-- start Data for this task --
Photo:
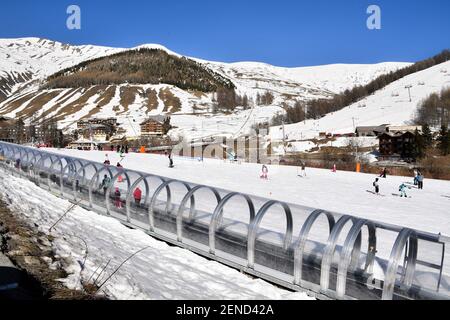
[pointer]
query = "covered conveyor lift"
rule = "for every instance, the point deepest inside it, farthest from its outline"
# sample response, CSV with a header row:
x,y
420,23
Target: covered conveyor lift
x,y
327,254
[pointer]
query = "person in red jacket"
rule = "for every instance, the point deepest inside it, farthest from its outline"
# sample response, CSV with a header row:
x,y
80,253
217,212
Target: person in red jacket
x,y
117,201
137,194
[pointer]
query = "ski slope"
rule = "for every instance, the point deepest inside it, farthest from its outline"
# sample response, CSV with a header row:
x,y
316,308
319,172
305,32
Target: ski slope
x,y
343,192
390,105
159,272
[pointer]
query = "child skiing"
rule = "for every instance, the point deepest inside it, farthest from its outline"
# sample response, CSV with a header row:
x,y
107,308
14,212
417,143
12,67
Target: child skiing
x,y
420,180
117,201
303,172
170,160
137,194
105,184
402,189
377,186
106,162
264,172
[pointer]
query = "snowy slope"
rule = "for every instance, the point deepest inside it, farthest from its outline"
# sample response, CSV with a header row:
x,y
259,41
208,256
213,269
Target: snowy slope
x,y
158,272
390,105
33,59
343,192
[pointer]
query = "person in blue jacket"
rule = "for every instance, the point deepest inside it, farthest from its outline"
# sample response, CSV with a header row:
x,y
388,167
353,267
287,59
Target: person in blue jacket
x,y
402,190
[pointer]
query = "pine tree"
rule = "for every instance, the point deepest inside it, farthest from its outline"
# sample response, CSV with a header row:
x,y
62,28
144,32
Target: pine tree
x,y
444,141
419,145
427,136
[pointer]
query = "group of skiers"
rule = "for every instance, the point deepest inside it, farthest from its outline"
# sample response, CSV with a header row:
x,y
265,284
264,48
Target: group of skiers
x,y
418,181
120,149
265,171
106,182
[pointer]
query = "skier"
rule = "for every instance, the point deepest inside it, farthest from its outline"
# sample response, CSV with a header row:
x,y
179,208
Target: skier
x,y
119,178
105,183
376,185
117,201
106,162
383,173
303,172
264,172
170,160
402,189
137,194
420,180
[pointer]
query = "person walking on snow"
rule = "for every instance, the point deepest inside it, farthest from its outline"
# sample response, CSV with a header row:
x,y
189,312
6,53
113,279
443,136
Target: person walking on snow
x,y
105,184
170,160
376,185
264,172
402,189
137,194
106,162
117,201
420,180
303,172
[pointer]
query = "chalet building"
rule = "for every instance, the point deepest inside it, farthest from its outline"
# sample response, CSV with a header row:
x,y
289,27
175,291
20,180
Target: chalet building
x,y
397,146
155,126
11,130
97,129
370,131
374,131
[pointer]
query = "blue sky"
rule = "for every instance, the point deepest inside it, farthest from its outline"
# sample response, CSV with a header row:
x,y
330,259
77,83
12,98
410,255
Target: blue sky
x,y
283,32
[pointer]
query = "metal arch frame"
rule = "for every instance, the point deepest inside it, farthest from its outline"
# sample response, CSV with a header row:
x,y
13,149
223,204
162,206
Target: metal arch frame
x,y
330,249
253,229
70,162
218,214
303,236
352,248
192,212
158,190
52,170
111,185
98,169
37,157
406,235
40,166
147,191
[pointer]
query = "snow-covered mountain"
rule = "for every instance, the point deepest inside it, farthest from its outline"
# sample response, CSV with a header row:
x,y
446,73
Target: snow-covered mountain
x,y
390,105
26,63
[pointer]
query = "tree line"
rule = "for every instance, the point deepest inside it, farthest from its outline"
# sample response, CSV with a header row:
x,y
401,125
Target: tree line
x,y
435,109
143,66
317,108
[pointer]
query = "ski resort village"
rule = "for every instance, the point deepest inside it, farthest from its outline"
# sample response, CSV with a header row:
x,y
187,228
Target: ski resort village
x,y
137,172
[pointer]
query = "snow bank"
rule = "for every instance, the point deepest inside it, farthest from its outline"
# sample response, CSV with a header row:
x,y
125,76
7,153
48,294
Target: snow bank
x,y
158,272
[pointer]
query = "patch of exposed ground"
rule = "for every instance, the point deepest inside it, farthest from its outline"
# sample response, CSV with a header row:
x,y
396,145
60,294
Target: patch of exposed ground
x,y
128,96
151,100
31,251
37,103
171,103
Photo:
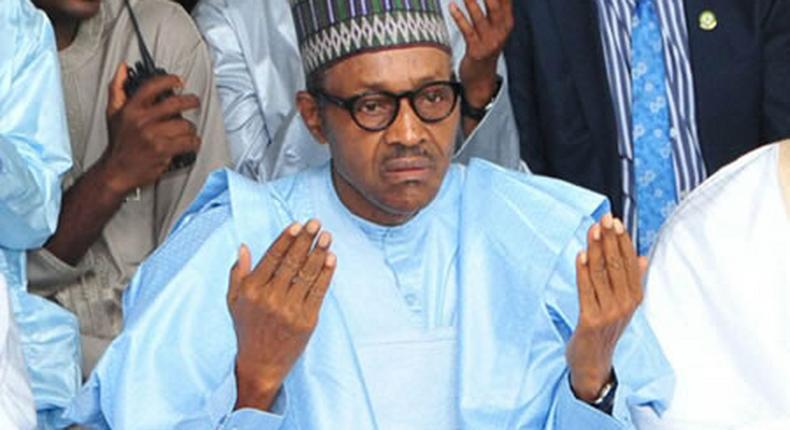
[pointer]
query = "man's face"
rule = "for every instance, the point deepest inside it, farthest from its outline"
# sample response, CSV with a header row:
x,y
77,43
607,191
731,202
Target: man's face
x,y
386,176
69,9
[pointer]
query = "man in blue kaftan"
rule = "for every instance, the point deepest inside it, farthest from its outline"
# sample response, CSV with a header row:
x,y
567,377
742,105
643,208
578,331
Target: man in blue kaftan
x,y
34,154
392,289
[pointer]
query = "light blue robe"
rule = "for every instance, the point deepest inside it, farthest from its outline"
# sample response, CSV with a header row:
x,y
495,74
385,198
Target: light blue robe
x,y
456,319
34,154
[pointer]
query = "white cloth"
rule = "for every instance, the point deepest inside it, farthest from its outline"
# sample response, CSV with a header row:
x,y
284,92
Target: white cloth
x,y
17,410
718,294
259,70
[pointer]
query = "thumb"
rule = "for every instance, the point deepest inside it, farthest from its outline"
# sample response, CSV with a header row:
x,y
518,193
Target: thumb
x,y
642,267
238,272
117,97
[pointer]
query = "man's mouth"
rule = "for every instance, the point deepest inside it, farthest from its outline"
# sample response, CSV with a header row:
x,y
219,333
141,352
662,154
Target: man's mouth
x,y
408,168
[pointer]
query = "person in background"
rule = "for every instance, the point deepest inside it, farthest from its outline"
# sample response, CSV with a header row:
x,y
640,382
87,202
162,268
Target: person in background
x,y
461,297
34,156
717,297
641,100
259,69
123,193
17,408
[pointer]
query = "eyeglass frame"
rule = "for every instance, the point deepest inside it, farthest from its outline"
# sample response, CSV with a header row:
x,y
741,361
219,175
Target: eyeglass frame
x,y
347,104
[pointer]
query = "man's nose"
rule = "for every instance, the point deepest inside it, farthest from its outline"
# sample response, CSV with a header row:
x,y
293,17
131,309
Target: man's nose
x,y
407,129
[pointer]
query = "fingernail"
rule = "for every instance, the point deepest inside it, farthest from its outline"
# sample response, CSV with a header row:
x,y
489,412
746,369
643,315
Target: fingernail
x,y
313,226
331,260
619,228
607,221
294,229
323,240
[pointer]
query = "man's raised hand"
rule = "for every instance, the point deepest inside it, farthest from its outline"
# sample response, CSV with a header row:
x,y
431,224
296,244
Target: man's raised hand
x,y
485,34
146,132
275,308
608,277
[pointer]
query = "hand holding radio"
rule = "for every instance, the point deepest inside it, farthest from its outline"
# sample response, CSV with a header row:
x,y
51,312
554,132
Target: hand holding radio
x,y
147,131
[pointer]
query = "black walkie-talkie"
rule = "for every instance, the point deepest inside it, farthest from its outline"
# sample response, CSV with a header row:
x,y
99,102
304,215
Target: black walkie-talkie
x,y
142,72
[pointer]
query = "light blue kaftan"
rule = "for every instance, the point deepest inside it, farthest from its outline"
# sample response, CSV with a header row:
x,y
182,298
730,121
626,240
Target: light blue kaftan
x,y
456,319
34,154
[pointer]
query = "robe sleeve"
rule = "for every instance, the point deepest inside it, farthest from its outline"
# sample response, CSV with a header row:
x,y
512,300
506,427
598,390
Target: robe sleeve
x,y
16,400
190,60
173,365
645,379
34,146
245,124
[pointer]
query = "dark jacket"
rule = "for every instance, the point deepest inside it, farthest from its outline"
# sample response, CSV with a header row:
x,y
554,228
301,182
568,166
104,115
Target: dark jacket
x,y
563,105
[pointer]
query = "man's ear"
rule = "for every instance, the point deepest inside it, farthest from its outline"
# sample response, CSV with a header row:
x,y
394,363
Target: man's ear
x,y
311,115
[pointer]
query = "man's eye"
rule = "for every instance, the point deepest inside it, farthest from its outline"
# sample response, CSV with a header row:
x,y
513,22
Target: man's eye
x,y
372,106
434,96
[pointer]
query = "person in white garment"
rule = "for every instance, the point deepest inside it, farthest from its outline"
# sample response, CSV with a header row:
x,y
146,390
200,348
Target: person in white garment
x,y
16,400
258,69
718,294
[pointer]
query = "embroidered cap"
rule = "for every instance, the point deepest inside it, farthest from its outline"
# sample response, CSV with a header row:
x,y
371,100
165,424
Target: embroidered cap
x,y
331,30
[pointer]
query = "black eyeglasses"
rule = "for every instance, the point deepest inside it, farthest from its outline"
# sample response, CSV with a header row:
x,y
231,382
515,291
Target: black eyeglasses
x,y
375,111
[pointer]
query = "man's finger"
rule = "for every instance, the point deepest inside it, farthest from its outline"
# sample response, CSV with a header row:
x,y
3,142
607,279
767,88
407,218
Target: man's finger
x,y
587,300
238,272
294,259
507,11
274,255
494,8
631,260
170,107
117,96
303,281
597,265
170,129
615,263
463,24
318,291
151,90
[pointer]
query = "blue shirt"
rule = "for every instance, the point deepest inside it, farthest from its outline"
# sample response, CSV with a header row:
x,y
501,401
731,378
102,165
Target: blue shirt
x,y
456,319
34,154
615,22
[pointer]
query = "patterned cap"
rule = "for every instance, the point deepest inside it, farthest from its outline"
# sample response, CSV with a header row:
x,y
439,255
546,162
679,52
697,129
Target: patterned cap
x,y
330,30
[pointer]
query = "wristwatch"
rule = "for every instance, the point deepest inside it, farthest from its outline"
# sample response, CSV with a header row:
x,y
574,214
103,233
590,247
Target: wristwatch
x,y
476,113
605,400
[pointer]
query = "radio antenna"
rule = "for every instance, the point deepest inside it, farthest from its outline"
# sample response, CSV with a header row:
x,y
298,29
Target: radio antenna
x,y
148,60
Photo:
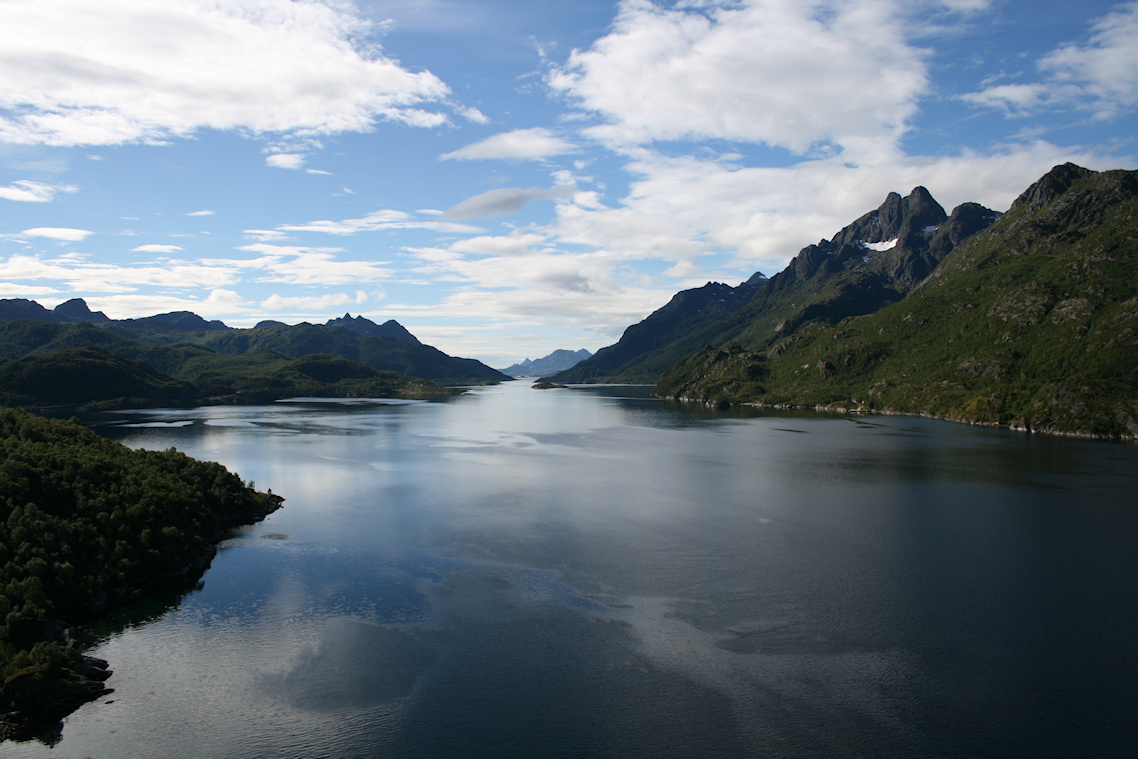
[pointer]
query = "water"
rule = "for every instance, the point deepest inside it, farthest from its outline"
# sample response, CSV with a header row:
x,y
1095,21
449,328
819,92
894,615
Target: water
x,y
592,572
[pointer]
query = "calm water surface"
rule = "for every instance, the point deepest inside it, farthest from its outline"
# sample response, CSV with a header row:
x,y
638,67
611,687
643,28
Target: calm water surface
x,y
592,572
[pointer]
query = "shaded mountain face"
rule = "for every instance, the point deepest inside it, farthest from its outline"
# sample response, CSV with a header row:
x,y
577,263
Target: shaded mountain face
x,y
385,347
361,326
1031,323
74,311
873,262
558,361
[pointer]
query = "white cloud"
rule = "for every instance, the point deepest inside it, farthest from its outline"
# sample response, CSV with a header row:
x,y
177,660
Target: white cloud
x,y
146,71
472,114
293,161
519,145
377,221
509,245
505,199
684,208
1106,66
217,304
788,73
1099,75
313,266
83,275
27,191
58,233
313,303
157,248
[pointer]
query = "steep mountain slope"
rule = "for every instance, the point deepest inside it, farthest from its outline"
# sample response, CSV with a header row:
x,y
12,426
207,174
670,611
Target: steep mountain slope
x,y
384,353
361,326
645,349
82,376
873,262
1031,323
27,328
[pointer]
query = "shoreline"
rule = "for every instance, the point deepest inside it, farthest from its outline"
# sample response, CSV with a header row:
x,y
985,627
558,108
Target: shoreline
x,y
33,706
889,412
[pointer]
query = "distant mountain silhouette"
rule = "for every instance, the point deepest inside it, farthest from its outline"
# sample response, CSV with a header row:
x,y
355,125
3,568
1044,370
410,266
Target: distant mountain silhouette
x,y
384,347
873,262
555,362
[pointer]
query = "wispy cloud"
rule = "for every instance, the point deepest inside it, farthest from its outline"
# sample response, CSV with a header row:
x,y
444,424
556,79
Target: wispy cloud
x,y
377,221
291,161
798,72
156,248
29,191
505,200
316,304
62,233
76,73
519,145
313,266
1098,74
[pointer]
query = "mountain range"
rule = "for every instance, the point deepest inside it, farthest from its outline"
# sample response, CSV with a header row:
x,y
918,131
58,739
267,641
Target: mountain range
x,y
73,356
558,361
1025,319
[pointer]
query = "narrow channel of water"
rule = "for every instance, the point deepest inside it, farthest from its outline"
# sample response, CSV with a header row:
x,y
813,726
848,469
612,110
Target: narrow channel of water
x,y
583,572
-- end Data for this task --
*What the task asks*
Report each line from the rows above that contains the string "building", copying every such line in full.

*The response*
query = "chalet building"
Target: chalet building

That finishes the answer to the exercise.